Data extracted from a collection
* * *

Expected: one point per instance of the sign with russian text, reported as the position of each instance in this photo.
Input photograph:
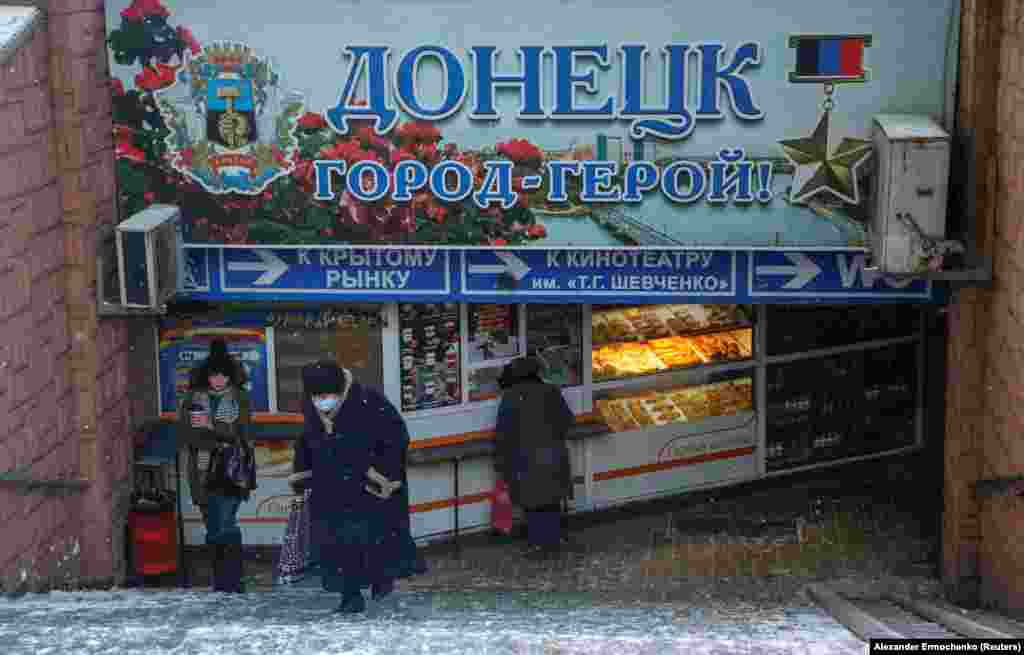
(550, 276)
(826, 275)
(333, 271)
(600, 274)
(633, 126)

* * *

• Instructions for the task
Pictures don't belong in the copy. Restate all the entries exactly.

• Solution to this task
Expected: one point per instance of the sign with russian text, reported as the position of each instance in this photo.
Input photograph:
(550, 276)
(826, 275)
(333, 271)
(600, 274)
(633, 126)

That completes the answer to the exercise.